** Begin Materials provided **

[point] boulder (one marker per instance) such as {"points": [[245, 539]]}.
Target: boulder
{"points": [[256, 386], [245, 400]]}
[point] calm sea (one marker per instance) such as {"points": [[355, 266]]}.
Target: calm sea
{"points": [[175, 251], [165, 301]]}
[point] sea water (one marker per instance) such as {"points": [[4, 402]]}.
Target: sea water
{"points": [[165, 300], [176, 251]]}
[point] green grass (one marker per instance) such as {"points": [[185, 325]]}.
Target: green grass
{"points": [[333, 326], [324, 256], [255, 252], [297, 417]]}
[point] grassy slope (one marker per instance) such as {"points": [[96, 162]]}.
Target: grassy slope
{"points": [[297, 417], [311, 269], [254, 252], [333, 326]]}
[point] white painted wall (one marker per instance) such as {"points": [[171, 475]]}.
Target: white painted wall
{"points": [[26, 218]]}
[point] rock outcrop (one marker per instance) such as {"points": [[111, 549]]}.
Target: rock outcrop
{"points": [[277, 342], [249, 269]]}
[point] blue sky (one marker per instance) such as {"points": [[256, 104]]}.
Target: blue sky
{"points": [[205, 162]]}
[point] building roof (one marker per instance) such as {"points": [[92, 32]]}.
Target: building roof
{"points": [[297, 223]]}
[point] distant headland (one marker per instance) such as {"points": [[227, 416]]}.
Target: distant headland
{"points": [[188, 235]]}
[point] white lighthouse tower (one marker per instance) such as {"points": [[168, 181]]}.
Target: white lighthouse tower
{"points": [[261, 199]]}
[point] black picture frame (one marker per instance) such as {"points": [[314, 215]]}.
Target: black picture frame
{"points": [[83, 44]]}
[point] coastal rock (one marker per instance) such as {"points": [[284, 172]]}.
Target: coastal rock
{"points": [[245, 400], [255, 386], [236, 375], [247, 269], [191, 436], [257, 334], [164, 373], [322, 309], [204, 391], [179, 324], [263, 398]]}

** End Materials provided **

*Set exercise*
Output the part that opens with the line containing "[point] distant headland" and runs through the end of the entries as a JSON list of strings, one string per line, with blank lines left out.

*Output of the task*
[
  "[point] distant headland (one marker per instance) such as {\"points\": [[227, 416]]}.",
  "Target: distant headland",
  "{\"points\": [[188, 235]]}",
  "[point] white lighthouse tower (one marker per instance) such as {\"points\": [[168, 181]]}.",
  "Target: white lighthouse tower",
  "{\"points\": [[261, 199]]}",
  "[point] black picture frame (one marker per instance) such as {\"points\": [[314, 215]]}.",
  "Target: black picture frame",
  "{\"points\": [[83, 44]]}",
  "[point] coastal rock (one marker per instance) such as {\"points\": [[284, 172]]}.",
  "Target: coastal rock",
  "{\"points\": [[245, 400], [255, 386], [236, 375], [247, 269], [191, 436], [257, 334], [164, 373], [322, 309], [204, 391], [179, 324], [263, 398]]}"
]